[Required work]: A word-for-word copy of the records that follow is needed, with every picture omitted.

[Supplied material]:
== Segment start ==
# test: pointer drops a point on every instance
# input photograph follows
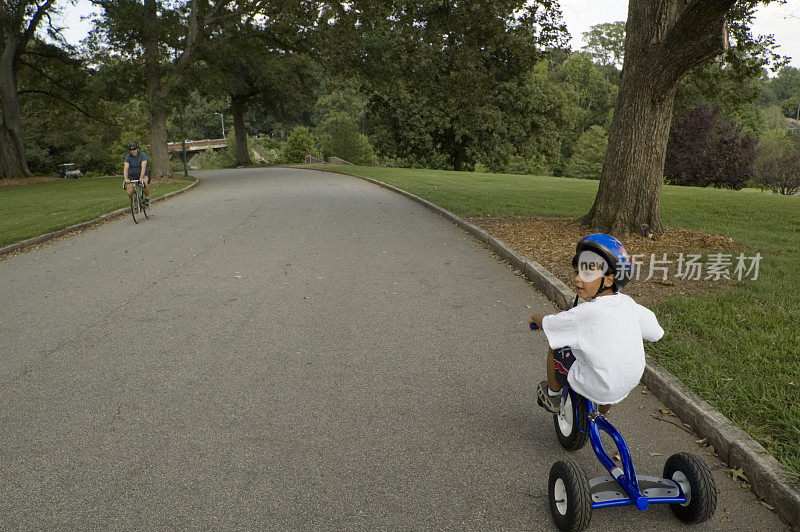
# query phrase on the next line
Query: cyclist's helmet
(617, 258)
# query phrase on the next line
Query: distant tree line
(461, 85)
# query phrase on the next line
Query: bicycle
(138, 201)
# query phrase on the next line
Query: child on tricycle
(596, 358)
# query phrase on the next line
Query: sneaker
(547, 401)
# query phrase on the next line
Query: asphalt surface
(283, 348)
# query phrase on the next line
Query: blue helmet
(618, 260)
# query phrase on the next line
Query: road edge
(23, 244)
(733, 445)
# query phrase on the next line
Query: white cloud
(781, 20)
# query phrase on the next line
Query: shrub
(338, 136)
(778, 163)
(297, 145)
(588, 155)
(707, 148)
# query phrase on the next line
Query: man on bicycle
(136, 168)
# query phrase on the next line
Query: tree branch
(41, 11)
(699, 33)
(71, 104)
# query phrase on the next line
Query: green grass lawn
(27, 211)
(739, 348)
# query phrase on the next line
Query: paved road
(289, 349)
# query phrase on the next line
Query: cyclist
(136, 168)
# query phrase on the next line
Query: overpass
(198, 145)
(193, 147)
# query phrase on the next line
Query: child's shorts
(563, 358)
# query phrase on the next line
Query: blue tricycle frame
(687, 484)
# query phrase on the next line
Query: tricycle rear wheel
(570, 496)
(697, 483)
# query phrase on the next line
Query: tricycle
(686, 484)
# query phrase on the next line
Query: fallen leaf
(738, 474)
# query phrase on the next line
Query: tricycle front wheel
(570, 423)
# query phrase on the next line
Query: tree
(19, 22)
(595, 94)
(665, 39)
(264, 59)
(448, 60)
(587, 158)
(299, 143)
(606, 43)
(707, 148)
(787, 83)
(166, 37)
(778, 163)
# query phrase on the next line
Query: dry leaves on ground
(551, 243)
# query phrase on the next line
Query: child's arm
(536, 319)
(651, 330)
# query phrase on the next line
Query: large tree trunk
(157, 93)
(12, 148)
(664, 40)
(159, 155)
(238, 106)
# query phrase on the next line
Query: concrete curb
(733, 445)
(83, 225)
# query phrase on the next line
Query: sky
(781, 20)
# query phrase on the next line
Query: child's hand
(536, 320)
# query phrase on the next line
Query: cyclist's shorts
(563, 358)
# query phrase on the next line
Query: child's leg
(552, 383)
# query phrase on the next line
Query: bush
(366, 153)
(297, 145)
(778, 163)
(707, 148)
(214, 159)
(588, 155)
(338, 136)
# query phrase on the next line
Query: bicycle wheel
(135, 206)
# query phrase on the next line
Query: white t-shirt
(605, 335)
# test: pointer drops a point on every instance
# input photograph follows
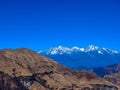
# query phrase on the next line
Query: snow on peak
(65, 50)
(91, 48)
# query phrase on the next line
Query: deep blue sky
(41, 24)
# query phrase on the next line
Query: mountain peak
(92, 48)
(65, 50)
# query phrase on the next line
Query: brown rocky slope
(23, 69)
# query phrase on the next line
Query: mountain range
(24, 69)
(90, 57)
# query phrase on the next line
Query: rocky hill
(23, 69)
(114, 78)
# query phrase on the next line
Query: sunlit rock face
(23, 69)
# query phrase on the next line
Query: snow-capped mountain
(65, 50)
(92, 56)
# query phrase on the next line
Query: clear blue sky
(41, 24)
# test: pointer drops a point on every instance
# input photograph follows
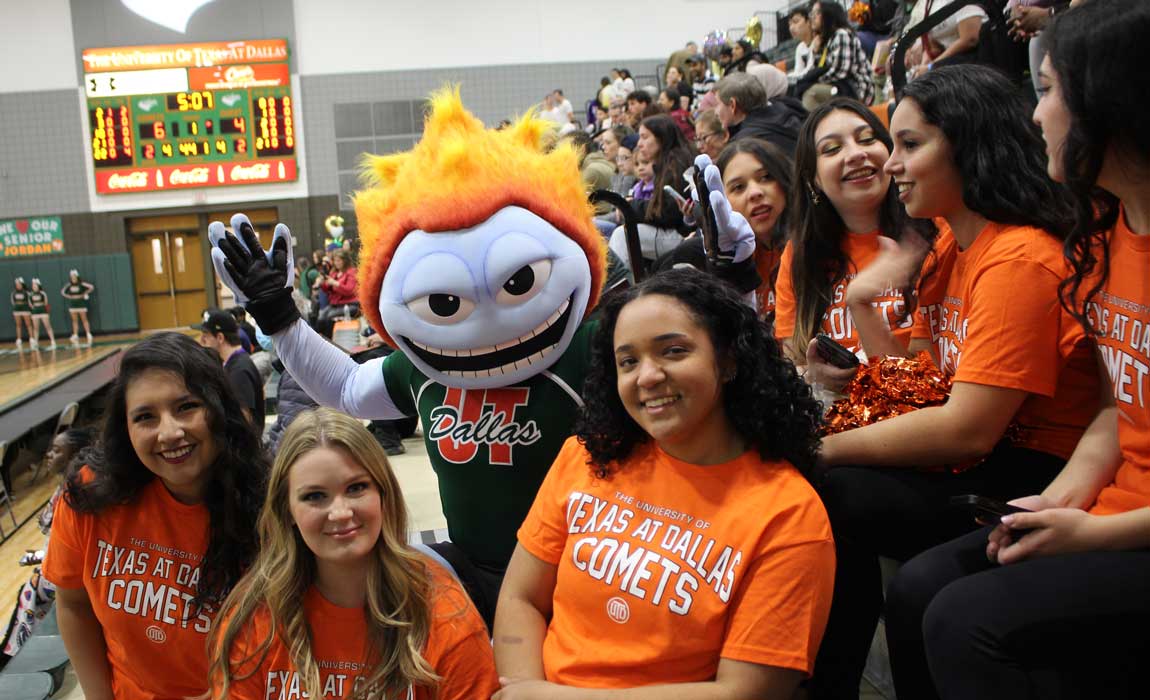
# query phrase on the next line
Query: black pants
(1072, 625)
(898, 513)
(481, 582)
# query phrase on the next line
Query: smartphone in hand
(987, 512)
(835, 354)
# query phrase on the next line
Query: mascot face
(487, 306)
(480, 258)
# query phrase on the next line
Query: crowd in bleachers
(699, 533)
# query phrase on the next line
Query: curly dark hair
(998, 150)
(766, 401)
(1101, 104)
(235, 490)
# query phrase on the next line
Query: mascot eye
(524, 283)
(442, 309)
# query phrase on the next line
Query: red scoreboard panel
(190, 115)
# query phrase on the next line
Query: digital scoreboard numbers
(190, 115)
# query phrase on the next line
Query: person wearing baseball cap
(220, 333)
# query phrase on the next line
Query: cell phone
(672, 192)
(706, 217)
(835, 354)
(986, 510)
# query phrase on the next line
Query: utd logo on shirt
(470, 418)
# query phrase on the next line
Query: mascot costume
(480, 264)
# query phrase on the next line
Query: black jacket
(776, 123)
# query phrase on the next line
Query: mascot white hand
(480, 263)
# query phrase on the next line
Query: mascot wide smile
(478, 263)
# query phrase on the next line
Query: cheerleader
(38, 305)
(77, 293)
(21, 313)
== Segment end ==
[Solution for this problem]:
# test: pointer drops a point on every instance
# input photograph follows
# query phrase on the next line
Query: cyclist's helmet
(617, 258)
# query phrase on the next line
Query: distant tree line
(461, 85)
# query phrase on the next line
Query: bicycle
(138, 201)
# query phrase on the next line
Query: child on tricycle
(596, 358)
# query phrase on the next line
Query: sneaker
(547, 401)
# query phrase on the next line
Query: asphalt surface
(283, 348)
# query phrase on the next line
Query: blue helmet
(618, 260)
# query phrase on the next line
Query: road edge
(23, 244)
(733, 445)
# query phrase on the next line
Query: white cloud
(781, 20)
# query phrase on the next line
Query: shrub
(338, 136)
(778, 163)
(297, 145)
(588, 155)
(707, 148)
# query phrase on the next line
Query: man on bicycle
(136, 168)
# query phrase on the next line
Query: tree branch
(41, 11)
(699, 33)
(71, 104)
# query phrase on the next line
Query: green grass lawn
(27, 211)
(739, 348)
# query phrase on the next line
Query: paved road
(289, 349)
# query phrase on the next line
Query: cyclist
(136, 168)
# query phrase on the next line
Query: overpass
(198, 145)
(193, 147)
# query phrase on the next line
Query: child's shorts
(563, 358)
# query phrase on the next line
Query: blue tricycle frame
(687, 484)
# query phrase on the next line
Query: tricycle rear wheel
(570, 496)
(697, 483)
# query phrase on the next line
Query: tricycle
(686, 484)
# query phrase on the next line
Query: fallen leaf
(738, 474)
# query phrase on the next line
Query: tricycle front wheel
(570, 423)
# query phrase on the next line
Query: tree
(19, 22)
(595, 94)
(665, 39)
(264, 59)
(448, 60)
(587, 158)
(299, 143)
(606, 43)
(707, 148)
(787, 83)
(166, 37)
(778, 163)
# query phrase on the next line
Query: dry leaves on ground
(551, 243)
# query phrase on the next line
Query: child's arm
(536, 319)
(651, 330)
# query phrase on the next line
Query: large tree trunk
(157, 93)
(12, 148)
(664, 40)
(159, 155)
(238, 106)
# query phrase on the next line
Query: concrete curb
(733, 445)
(83, 225)
# query phrase on the next line
Query: sky
(781, 20)
# query phrase on the next line
Query: child's hand
(536, 320)
# query phrase on the next line
Query: cyclist's shorts
(563, 358)
# query phrase on the next line
Query: child's leg
(552, 383)
# query phrase on the next line
Query: bush
(366, 153)
(297, 145)
(778, 163)
(707, 148)
(214, 159)
(588, 155)
(338, 136)
# query phrase on the next line
Query: bicycle wheel
(135, 206)
# query phrase on the next line
Query: white t-shirt
(605, 335)
# test: pointer drops a point on every instance
# input photograph follows
# query phrase on the next line
Query: snow on peak
(65, 50)
(91, 48)
# query phrase on the next line
Query: deep blue sky
(41, 24)
# query phrase on the next line
Query: mountain peak
(92, 48)
(65, 50)
# query phrase on the next line
Query: brown rocky slope
(23, 69)
# query phrase on the next line
Query: mountain range
(24, 69)
(90, 57)
# query phrase on the next line
Query: rocky hill
(23, 69)
(114, 78)
# query phrase on the next line
Query: sunlit rock face
(23, 69)
# query phrase on the next line
Query: snow-capped mountain
(65, 50)
(92, 56)
# query phrase on the next line
Query: clear blue sky
(41, 24)
# test: pointer drops a point on every instance
# input photograph follows
# query phrase on the next line
Query: black pants
(1072, 625)
(898, 513)
(481, 582)
# query phrase on the next line
Query: smartphone in hand
(987, 512)
(835, 354)
# query phrase on the next line
Query: mascot face
(487, 306)
(480, 258)
# query phrase on the next line
Query: crowd in bleachers
(699, 533)
# query phrase on the next line
Query: curly dark hair
(998, 150)
(766, 401)
(1101, 104)
(235, 490)
# query phrase on the next line
Query: mascot eye
(524, 283)
(442, 309)
# query phrase on the next line
Query: red scoreboard panel
(190, 115)
# query phrase on the next line
Query: digital scoreboard numbers
(190, 115)
# query phrase on the next line
Query: person wearing baseball cap
(220, 333)
# query phrase on the next line
Query: cell phone
(672, 192)
(706, 217)
(835, 354)
(986, 510)
# query phrase on the next line
Query: utd logo on shirt
(470, 418)
# query phrase on the next line
Query: mascot costume
(480, 264)
# query phrase on the next line
Query: black jacket
(776, 123)
# query phrase on the next line
Query: mascot white hand
(480, 263)
# query phrase on the next line
Query: mascot wide smile
(478, 263)
# query phrase on the next line
Query: cheerleader
(38, 305)
(77, 293)
(21, 313)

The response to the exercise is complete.